Document extract -
Adorno’s Central Idea

The Dialectic of Enlightenment

The decisive catalyst for the forming of Adorno’s central idea was surely the experience of German Fascism and the Holocaust that it committed. On his return, then, from his American exile to a Germany almost totally destroyed by the war, it was two key questions, above all, that preoccupied Adorno. The first and most important of all was: how can we prevent Fascism, and most particularly such fruits of Fascism as the Nazi extermination camp at Auschwitz, from ever occurring again?
The second question was a more retrospective and analytical one, though to answer it was certainly to go some way toward answering the first: how was it even possible that, after hundreds of years of European humanism and Enlightenment, barbaric totalitarian rulers and regimes should have come to power, in the middle of the twentieth century, in no less than three great European countries: Spain, Italy and Germany?
Already during his exile Adorno had carried out social-psychological research related to this question and he continued these researches once back in Germany. The results, which were published in 1950 under the title The Authoritarian Personality, were shocking. Adorno’s evaluation of the various interviews conducted for the study concluded that, even after the experience of Nazism, some two thirds of the German population still took a sceptical attitude to the notion of a democratic political system. Half of the Germans interviewed rejected the idea that they and their countrymen bore any share of guilt for the terrible actions of the Nazi regime.
And a large proportion of them gave answers which were at least indirect indications that their personality-structures were such that they would willingly submit to some new authoritarian “strong man”, were one to emerge. But for Adorno these empirical findings were not the decisive thing. They revealed only facts which he had in any case already suspected to be the case. His great philosophical question was rather the following: how was it possible, after all the sterling service to the cause of the Enlightenment that is to be found in the work of men like Rousseau, Voltaire, Montesquieu, Leibniz, Kant, and Locke, for Europe and its population to still remain so susceptible to lapsing back into the darkness of brutal barbarism?
The answer that he offered to this question became the point of departure for the whole of Critical Theory. Enlightenment and modern science, argued Adorno, have indeed freed human beings from superstition. But they have established in its place a purely instrumental explanation of the world which is really no less dangerous. Because this strictly technocratic, instrumental account of the world and its meaning is one which runs a serious risk of leading back into the very irrationalism that it was meant to liberate from.
The cause of the problem here is that the concern animating science and scientific investigation has tended, from the start, to be that of how whatever is investigated and scientifically understood can be put to use:
“Find out what can be done with it” is the overriding imperative of modern science. Scientists, Adorno points out, do not wish just to rationally analyse and understand the world and the things that make it up but want in every case also to control these things. With every new bit of knowledge that is acquired one further step is taken in the moulding, dominating and manipulating of Nature. This is why science, in its very essence, has, as Adorno puts it, something “dictatorial” about it.
Darwin’s scientific development of a theory of evolution, for example, was originally very much an act of liberation: namely, from the irrational biblical myth of Man’s creation, overnight, directly by the hand of God. Very soon, however, a highly irrational use and applicability was found for this eminently rational discovery of Darwin’s. With his hypothesis of a process of “natural selection” in the animal kingdom Darwin had in fact, probably unintentionally, created a seedbed for the much more sinister hypothesis that such a principle of selection also governed human evolution.

Record excerpts -
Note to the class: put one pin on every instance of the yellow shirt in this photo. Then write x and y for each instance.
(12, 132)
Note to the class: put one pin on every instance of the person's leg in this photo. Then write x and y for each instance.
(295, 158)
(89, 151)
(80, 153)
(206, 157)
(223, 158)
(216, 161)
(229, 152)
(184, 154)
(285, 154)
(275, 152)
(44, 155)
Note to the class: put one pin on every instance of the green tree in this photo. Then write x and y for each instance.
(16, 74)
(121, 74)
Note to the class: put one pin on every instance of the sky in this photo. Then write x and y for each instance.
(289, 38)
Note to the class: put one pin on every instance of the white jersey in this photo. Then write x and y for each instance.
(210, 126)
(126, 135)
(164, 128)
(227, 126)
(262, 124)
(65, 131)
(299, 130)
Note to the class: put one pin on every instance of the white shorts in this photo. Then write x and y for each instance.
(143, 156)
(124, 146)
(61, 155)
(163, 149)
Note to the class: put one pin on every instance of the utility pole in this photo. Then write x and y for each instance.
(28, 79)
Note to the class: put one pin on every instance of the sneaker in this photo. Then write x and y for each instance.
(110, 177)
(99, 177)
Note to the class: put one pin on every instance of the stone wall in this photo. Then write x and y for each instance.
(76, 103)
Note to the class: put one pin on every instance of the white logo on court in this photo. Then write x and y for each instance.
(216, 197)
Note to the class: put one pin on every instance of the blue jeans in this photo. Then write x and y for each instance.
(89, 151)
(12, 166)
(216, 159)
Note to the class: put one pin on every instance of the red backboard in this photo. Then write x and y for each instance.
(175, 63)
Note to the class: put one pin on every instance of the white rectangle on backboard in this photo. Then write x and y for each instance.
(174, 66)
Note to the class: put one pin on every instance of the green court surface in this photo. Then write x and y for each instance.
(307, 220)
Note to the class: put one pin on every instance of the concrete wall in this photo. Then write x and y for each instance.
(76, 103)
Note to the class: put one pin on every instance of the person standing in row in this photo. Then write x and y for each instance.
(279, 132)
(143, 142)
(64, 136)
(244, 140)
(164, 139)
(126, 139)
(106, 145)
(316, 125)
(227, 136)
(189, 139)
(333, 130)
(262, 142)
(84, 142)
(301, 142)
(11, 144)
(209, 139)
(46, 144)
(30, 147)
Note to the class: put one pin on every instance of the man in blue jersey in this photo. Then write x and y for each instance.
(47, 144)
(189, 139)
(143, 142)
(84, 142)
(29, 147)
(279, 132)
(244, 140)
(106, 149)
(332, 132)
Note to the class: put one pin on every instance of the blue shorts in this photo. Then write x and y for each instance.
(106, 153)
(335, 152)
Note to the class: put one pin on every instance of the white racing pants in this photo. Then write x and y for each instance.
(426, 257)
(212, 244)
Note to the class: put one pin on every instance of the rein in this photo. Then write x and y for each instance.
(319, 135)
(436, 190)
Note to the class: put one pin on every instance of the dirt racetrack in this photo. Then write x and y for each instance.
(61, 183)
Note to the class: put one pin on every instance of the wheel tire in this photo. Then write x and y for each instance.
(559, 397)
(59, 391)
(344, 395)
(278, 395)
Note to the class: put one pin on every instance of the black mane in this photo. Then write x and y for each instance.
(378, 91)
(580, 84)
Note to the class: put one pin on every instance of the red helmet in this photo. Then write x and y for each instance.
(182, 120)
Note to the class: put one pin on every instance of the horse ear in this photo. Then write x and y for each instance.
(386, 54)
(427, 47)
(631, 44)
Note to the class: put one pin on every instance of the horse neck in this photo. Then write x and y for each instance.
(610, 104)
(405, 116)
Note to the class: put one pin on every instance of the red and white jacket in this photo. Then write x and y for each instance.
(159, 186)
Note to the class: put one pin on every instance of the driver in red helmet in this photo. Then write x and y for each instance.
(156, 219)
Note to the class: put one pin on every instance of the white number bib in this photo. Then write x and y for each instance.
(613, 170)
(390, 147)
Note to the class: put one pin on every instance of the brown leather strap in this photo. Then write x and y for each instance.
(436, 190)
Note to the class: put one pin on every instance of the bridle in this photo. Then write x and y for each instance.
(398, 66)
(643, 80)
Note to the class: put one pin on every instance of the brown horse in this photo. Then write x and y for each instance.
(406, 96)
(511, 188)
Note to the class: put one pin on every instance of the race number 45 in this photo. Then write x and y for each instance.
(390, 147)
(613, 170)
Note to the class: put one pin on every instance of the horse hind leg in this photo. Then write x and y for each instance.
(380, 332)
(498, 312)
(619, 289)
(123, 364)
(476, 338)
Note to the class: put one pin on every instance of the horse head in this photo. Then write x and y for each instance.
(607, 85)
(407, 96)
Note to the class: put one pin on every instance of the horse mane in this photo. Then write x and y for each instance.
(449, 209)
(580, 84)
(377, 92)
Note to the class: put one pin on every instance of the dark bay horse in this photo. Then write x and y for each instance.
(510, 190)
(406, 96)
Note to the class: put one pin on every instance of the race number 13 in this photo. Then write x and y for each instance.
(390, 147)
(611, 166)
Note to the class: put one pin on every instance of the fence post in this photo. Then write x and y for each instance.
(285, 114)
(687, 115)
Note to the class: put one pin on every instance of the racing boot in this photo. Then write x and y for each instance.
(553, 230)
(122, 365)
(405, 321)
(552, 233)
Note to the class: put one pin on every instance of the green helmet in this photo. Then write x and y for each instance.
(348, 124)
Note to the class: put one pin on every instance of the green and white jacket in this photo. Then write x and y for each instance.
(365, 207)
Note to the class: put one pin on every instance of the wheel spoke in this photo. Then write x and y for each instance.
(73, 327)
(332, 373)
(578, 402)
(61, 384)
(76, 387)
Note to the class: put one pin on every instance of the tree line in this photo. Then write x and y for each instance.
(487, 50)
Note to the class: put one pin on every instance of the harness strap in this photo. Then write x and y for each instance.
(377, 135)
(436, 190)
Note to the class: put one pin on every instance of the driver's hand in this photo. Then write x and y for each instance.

Assignment - From the text on Adorno's central idea, reproduce everything from "The answer that" down to "to liberate from." word for word.

Written answer -
The answer that he offered to this question became the point of departure for the whole of Critical Theory. Enlightenment and modern science, argued Adorno, have indeed freed human beings from superstition. But they have established in its place a purely instrumental explanation of the world which is really no less dangerous. Because this strictly technocratic, instrumental account of the world and its meaning is one which runs a serious risk of leading back into the very irrationalism that it was meant to liberate from.